■ Excerpted passage:
== Segment start ==

Good decisions are expensive

A look at how the difficulty and cost of making decisions is often underestimated, with example.
April 12, 2018 (decisions)

I think a lot of discourse tends to be off the mark because the immense difficulty of making good, high-quality decisions isn’t appreciated.

My favorite example for this is borrowed from Kahneman’s book Thinking Fast and Slow. He introduced it to make a different point, but what I got out of it is that even in some of the simplest circumstances, being correct is so difficult and tricky that it’s unreasonable to expect it from anyone.

This scenario is this. There’s an military instructor, teaching students to fly airplanes. As part of the training, he goes up with the students on test flights. Sometimes they do well, sometimes they do poorly, and he gives them praise or criticism appropriately.

So far, so good. Now, after a while, being very careful and observant, he starts to notice a pattern.

Whenever he gives praise, the students do worse afterwards. And whenever he criticizes them, they improve. And this pattern just won’t go away, even after he starts writing it all down at tracking it.

So, in the end, after a lot of thought, he reaches the only reasonable conclusion: praise hurts the students performance, and criticism helps it. So the correct thing to do is to stop praising students, and ramp up the criticism.

== Segment end ==

■ Problem requirements:
Repeat word for word the part of the piece on good decisions between "Good decisions are" and "decisions isn’t appreciated.", inclusive.

■ Dataset:

== Segment start ==

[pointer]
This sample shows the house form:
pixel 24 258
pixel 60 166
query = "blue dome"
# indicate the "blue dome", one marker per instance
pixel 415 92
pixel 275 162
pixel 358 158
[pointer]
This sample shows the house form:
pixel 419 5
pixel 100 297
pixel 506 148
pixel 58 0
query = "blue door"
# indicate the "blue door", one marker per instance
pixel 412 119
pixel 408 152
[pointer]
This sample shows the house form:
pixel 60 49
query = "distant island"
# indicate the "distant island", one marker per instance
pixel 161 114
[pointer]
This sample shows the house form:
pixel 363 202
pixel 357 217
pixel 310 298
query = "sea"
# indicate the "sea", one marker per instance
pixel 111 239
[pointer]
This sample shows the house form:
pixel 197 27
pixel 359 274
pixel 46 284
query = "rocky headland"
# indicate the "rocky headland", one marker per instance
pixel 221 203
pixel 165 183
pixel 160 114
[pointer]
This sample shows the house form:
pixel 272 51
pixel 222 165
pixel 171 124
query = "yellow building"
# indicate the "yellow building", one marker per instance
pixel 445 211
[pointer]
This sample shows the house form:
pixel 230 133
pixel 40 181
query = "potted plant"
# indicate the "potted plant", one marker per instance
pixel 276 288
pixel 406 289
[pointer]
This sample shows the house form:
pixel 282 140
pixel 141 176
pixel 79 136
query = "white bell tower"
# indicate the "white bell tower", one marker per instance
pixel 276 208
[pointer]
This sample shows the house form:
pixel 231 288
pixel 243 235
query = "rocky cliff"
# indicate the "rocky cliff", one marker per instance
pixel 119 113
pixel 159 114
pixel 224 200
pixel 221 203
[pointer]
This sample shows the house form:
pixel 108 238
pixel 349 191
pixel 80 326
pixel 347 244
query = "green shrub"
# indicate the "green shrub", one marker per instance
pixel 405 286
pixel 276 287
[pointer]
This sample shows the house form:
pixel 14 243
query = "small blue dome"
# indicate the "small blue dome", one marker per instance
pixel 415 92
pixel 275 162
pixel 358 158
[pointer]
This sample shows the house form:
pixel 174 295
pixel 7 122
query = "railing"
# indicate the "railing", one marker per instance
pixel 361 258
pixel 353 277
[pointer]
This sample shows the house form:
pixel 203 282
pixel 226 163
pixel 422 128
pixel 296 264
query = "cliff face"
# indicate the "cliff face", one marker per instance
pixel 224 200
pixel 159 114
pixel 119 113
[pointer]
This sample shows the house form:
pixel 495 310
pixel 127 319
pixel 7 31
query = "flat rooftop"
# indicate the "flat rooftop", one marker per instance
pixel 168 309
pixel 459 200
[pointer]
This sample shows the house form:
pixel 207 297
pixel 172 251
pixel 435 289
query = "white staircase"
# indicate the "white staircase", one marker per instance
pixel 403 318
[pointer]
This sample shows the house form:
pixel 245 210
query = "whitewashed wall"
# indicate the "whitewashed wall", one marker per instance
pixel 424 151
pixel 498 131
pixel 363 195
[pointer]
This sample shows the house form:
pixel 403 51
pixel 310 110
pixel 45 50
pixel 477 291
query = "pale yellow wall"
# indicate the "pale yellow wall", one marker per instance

== Segment end ==

■ Result of the task:
Good decisions are expensive

A look at how the difficulty and cost of making decisions is often underestimated, with example.
April 12, 2018 (decisions)

I think a lot of discourse tends to be off the mark because the immense difficulty of making good, high-quality decisions isn’t appreciated.